After finding the line with "Detection query: purple flag on pole" in the data below, set down exactly each line through the one with "Detection query: reflection in water", inclusive, and stop there.

**MATERIAL FOR THIS TASK:**

* * * * *

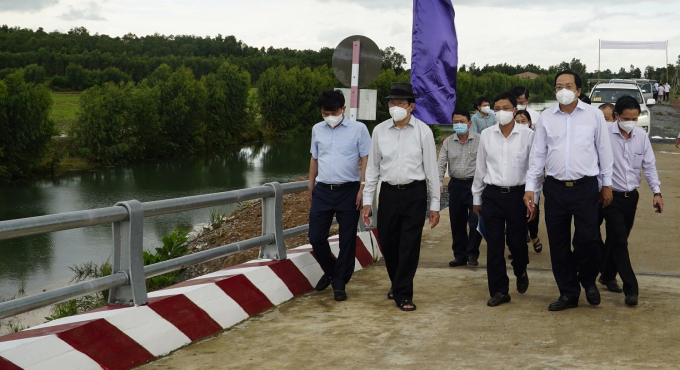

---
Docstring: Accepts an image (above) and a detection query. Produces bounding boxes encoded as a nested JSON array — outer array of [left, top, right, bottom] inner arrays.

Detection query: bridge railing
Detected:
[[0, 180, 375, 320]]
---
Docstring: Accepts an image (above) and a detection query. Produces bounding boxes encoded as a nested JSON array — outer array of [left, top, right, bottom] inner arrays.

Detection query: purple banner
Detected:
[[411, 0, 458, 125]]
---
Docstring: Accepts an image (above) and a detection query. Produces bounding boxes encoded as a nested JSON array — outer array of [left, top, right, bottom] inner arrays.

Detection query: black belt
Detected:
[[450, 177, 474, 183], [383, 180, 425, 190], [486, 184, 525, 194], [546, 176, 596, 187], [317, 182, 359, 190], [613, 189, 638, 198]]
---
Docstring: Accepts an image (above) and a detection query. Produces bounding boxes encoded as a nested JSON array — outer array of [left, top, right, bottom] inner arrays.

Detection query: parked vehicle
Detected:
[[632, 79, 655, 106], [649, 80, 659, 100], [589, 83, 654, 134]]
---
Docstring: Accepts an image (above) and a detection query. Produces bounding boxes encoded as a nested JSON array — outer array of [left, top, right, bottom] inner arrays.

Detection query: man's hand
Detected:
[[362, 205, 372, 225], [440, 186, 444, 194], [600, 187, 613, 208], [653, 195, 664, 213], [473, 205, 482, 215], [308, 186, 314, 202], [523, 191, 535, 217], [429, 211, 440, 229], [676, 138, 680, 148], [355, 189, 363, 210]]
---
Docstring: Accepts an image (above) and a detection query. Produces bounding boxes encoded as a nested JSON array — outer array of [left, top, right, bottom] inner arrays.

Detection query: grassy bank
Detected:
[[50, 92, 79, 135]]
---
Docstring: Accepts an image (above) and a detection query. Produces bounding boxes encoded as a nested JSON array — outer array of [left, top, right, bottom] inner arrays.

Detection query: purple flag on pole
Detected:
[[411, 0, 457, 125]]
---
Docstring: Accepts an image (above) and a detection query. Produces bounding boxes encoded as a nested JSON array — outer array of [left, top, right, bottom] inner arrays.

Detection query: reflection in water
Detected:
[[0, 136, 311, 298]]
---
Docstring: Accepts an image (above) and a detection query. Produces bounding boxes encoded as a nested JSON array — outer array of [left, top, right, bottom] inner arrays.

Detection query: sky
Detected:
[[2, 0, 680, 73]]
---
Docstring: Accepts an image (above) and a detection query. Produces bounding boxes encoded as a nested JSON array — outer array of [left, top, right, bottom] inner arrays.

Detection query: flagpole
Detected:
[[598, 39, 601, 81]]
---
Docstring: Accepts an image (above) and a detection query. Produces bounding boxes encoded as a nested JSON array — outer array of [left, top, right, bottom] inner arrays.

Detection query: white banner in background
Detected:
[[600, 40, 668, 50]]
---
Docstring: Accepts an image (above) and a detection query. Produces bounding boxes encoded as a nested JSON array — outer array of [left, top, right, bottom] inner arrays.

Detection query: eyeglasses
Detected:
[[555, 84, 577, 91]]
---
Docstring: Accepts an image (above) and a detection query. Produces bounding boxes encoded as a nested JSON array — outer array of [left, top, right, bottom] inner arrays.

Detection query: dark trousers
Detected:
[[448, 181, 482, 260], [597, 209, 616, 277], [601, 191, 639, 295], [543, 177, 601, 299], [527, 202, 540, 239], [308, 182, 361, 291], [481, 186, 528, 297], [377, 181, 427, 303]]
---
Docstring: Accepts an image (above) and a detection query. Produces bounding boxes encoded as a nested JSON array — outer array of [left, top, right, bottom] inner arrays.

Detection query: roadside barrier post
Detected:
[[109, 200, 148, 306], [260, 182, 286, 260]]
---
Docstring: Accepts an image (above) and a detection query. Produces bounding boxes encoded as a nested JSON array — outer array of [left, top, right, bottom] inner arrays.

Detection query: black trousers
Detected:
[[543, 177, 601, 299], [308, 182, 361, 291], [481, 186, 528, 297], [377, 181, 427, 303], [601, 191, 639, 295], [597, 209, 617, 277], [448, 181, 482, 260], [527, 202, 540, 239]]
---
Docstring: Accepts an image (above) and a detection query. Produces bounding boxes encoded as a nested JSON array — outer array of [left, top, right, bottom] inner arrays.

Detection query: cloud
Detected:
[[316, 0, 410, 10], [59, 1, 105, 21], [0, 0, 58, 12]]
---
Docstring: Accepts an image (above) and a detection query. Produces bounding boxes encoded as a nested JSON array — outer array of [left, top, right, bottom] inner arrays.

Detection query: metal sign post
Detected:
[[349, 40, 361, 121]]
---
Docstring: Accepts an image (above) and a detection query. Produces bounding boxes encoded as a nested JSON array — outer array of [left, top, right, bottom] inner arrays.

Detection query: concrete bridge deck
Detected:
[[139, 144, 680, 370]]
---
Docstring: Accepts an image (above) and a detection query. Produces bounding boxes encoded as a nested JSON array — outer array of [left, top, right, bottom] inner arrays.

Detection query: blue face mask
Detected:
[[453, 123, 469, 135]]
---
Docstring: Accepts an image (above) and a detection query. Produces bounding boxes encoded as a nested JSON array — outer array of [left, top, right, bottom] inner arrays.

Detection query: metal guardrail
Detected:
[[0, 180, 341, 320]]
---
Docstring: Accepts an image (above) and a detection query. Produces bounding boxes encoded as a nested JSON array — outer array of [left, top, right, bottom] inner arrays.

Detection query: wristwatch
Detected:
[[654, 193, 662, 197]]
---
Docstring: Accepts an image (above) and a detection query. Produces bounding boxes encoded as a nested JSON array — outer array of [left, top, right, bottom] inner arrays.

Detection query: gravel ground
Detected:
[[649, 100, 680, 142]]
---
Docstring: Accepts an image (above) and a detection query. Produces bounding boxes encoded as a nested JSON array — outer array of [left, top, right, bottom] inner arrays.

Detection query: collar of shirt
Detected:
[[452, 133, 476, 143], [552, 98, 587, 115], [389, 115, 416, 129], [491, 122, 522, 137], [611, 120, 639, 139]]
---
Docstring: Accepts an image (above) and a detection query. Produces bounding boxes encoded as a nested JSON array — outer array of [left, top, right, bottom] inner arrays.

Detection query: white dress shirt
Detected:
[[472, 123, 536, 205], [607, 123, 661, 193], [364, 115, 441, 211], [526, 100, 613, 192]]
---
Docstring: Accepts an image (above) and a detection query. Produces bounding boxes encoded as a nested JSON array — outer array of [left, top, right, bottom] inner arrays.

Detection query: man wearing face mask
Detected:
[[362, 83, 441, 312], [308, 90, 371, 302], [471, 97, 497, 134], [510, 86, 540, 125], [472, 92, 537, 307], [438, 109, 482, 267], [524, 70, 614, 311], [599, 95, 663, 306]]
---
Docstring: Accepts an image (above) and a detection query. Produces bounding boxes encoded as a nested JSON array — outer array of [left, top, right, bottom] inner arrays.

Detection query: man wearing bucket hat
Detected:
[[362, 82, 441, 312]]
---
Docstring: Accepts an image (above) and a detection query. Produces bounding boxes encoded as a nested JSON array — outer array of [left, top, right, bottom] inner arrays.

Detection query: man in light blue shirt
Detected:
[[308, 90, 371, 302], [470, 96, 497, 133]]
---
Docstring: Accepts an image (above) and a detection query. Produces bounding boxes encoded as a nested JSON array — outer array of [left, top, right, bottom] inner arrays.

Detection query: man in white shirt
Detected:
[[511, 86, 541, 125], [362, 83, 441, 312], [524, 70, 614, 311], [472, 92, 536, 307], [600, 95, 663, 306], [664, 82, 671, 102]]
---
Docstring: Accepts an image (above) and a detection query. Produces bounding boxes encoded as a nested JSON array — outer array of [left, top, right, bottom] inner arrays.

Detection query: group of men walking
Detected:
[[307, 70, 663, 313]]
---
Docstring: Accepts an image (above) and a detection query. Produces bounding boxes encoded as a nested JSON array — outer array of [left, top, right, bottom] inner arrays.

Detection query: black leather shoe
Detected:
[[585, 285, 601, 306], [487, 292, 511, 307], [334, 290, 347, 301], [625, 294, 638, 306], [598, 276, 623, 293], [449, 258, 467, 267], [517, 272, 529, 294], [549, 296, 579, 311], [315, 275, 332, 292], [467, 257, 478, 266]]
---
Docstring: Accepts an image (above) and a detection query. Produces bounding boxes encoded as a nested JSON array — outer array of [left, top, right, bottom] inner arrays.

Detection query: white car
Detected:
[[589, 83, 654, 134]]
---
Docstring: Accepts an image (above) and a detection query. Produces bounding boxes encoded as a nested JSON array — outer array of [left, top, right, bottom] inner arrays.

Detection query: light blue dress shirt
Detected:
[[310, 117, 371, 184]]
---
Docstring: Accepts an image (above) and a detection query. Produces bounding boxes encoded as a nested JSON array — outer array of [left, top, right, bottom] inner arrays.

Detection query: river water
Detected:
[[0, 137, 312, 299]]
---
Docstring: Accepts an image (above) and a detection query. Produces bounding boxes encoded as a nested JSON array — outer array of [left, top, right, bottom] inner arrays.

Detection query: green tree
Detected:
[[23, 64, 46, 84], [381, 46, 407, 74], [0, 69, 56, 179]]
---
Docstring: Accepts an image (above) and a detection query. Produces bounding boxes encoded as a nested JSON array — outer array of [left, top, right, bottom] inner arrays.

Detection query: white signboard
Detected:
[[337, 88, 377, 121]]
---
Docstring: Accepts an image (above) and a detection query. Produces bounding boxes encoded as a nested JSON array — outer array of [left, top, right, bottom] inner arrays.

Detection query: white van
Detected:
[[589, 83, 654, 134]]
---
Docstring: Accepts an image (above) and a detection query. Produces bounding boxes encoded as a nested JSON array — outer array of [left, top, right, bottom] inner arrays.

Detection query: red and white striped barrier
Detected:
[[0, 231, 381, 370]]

* * * * *

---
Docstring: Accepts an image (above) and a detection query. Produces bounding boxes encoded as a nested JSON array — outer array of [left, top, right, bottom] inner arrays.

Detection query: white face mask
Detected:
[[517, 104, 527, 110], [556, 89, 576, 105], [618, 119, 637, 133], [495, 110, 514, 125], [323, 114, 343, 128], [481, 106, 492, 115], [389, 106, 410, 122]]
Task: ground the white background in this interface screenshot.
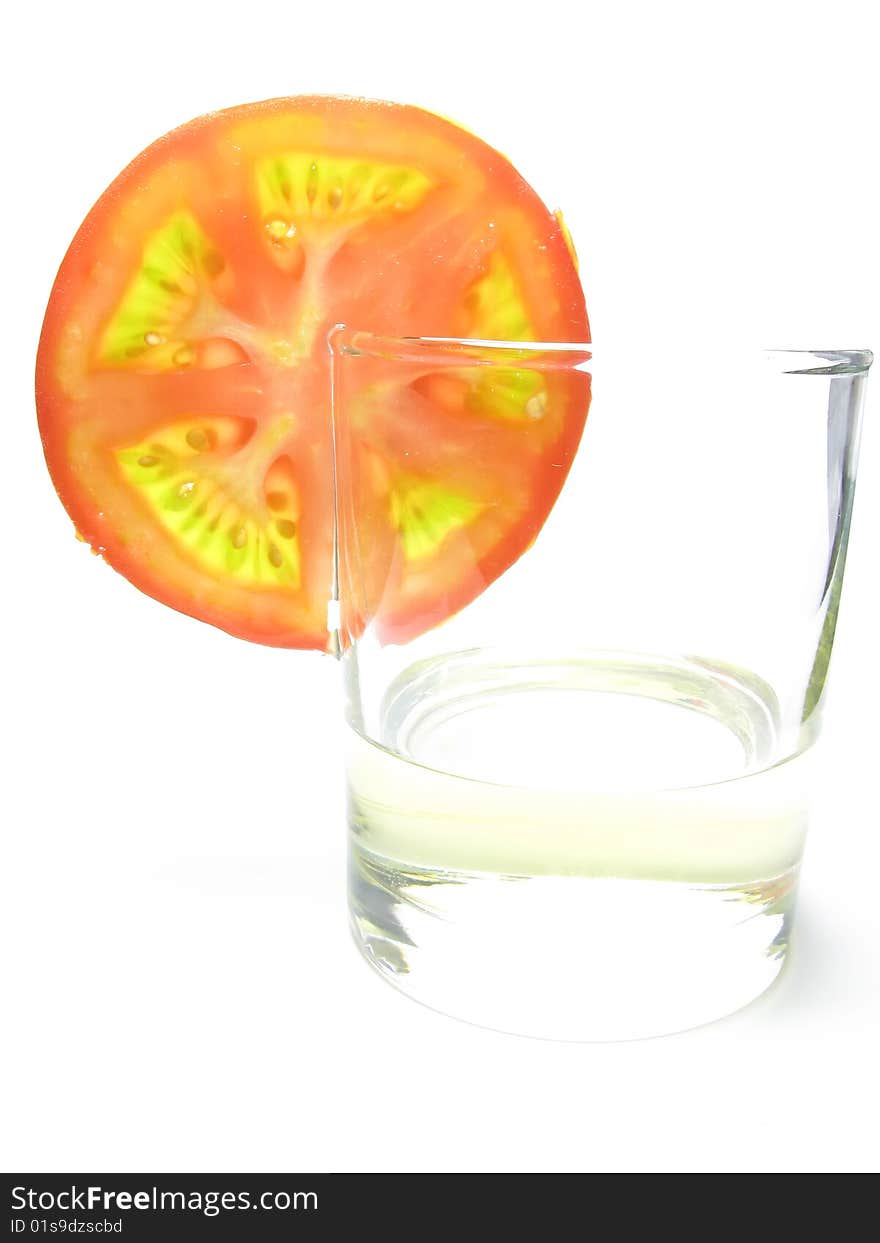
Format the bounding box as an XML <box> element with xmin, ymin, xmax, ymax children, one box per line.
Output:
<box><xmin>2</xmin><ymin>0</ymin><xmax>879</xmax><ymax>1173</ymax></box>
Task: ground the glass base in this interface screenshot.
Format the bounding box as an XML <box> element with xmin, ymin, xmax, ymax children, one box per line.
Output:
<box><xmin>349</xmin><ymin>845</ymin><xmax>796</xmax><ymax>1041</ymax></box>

* * * * *

**ANSWER FOR THE TASK:**
Detection query: purple flag on pole
Detected:
[[411, 0, 457, 125]]
---
Docstring: Accepts an image (above) and a detection query. Produces bounding boxes encoded as a nested JSON array — outer array of [left, top, right, bottom] inner arrays.

Detection query: reflection in water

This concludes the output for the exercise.